Given instruction: Please rescale the part of the records that opens with the line containing "For every instance of the black scarf" and closes at the end of the records, giving all those lines again, requests included. Multiply every coordinate in the answers by 0.2 and round each to a whole number, halves up.

(Recorded data)
## start

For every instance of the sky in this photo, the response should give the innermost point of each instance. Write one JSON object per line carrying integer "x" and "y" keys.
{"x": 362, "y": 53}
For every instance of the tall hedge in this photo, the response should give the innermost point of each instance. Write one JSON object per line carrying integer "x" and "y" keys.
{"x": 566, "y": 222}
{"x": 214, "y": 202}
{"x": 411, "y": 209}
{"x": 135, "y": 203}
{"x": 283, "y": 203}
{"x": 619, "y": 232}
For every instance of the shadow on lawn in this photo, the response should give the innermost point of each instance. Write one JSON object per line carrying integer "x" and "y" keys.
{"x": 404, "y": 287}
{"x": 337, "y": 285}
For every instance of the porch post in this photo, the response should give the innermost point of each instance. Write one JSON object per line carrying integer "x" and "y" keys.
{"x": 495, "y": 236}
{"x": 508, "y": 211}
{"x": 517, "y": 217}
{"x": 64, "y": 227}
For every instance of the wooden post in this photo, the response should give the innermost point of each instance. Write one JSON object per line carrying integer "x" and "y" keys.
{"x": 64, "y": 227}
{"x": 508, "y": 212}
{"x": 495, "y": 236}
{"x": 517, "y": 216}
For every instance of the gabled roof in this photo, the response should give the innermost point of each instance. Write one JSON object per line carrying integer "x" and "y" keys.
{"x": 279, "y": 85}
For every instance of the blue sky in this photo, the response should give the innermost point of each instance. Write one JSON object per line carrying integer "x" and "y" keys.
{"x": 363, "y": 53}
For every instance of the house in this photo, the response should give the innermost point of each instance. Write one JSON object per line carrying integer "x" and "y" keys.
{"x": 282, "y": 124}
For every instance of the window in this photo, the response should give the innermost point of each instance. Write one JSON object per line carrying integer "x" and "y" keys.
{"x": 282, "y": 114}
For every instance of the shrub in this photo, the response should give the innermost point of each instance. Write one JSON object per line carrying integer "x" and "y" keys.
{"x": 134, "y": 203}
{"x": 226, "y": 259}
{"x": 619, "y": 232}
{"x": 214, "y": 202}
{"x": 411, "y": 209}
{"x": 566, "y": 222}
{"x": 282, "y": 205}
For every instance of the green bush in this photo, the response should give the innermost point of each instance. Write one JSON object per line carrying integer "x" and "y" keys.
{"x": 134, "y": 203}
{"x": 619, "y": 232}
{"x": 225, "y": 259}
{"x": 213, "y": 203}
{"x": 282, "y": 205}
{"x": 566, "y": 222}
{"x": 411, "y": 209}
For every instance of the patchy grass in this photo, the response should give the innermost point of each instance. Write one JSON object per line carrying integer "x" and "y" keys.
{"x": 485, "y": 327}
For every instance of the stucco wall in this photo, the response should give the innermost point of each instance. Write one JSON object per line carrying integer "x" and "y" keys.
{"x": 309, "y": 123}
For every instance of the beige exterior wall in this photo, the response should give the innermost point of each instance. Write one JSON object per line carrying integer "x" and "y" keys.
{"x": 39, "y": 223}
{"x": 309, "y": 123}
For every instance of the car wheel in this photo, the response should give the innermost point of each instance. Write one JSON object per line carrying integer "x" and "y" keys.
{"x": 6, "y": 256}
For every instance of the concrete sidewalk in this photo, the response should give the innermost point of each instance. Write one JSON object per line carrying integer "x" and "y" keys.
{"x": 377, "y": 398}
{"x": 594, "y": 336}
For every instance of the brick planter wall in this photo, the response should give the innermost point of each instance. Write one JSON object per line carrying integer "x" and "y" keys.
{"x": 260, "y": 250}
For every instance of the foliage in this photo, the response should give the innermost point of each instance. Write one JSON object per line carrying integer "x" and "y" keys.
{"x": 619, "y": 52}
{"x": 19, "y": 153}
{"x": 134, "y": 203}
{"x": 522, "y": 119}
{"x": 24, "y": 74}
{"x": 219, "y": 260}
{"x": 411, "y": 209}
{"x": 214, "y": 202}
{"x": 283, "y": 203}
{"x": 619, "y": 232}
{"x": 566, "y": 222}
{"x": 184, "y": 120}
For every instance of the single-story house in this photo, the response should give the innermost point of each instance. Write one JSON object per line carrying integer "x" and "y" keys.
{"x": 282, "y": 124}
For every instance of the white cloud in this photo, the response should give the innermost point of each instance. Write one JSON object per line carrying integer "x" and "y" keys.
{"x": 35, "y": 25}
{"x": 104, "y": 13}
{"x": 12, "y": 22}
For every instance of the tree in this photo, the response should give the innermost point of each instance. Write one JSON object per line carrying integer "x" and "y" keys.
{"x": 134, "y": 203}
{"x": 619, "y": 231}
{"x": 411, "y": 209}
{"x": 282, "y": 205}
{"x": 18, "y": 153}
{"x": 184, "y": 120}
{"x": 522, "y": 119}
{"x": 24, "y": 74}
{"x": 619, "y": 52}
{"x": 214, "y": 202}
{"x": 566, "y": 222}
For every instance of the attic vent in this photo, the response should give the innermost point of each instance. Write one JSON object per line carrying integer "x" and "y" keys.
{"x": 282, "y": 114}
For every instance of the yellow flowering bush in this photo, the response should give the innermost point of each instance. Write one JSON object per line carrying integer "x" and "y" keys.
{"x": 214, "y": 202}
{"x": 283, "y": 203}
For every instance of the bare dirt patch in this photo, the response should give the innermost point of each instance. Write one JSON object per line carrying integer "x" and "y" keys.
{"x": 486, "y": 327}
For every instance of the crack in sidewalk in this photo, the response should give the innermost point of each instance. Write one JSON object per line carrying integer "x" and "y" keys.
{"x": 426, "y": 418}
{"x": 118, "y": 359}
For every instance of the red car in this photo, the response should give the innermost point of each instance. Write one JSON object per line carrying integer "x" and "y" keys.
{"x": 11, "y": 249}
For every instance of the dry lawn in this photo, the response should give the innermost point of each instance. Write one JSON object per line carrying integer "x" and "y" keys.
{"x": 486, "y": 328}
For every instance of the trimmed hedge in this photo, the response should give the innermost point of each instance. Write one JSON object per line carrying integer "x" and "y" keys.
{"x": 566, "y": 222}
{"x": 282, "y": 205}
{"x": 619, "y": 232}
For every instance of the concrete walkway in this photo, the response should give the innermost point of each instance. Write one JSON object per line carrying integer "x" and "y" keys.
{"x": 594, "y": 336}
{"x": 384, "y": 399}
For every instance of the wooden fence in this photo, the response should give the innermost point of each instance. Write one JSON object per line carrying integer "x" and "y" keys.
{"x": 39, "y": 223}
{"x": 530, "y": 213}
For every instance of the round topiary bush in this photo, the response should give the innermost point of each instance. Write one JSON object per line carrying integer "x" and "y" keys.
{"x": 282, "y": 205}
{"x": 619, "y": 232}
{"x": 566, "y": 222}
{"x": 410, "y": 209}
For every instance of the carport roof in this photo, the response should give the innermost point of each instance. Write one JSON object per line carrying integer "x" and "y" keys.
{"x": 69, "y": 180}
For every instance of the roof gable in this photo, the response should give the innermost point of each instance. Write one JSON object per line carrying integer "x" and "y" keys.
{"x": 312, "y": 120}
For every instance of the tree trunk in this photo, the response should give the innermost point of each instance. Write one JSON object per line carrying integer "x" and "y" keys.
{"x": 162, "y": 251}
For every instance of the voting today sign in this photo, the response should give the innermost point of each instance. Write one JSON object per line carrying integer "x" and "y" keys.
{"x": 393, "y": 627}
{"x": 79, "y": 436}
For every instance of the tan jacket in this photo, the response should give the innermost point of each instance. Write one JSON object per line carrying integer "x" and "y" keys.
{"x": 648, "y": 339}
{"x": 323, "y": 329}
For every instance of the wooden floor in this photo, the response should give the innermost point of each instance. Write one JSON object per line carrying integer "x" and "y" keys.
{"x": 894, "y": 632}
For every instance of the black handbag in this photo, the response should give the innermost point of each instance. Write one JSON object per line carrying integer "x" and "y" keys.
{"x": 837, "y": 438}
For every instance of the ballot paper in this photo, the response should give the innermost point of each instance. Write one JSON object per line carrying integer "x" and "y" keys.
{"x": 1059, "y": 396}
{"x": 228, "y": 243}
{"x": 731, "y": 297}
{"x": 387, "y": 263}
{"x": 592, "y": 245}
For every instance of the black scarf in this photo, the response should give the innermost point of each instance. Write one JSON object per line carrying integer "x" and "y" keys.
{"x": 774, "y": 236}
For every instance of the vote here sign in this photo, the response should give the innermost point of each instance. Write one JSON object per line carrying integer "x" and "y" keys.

## end

Exercise solution:
For every instance of the black scarf in this photo, the response should give the innermost point of each instance. Write one JSON object per line carrying integer "x" and "y" keys.
{"x": 155, "y": 47}
For every instance of the vote here sign in this photo, the response should give the innermost point of each instance. Write one JSON object per line carrying integer "x" and "y" keys.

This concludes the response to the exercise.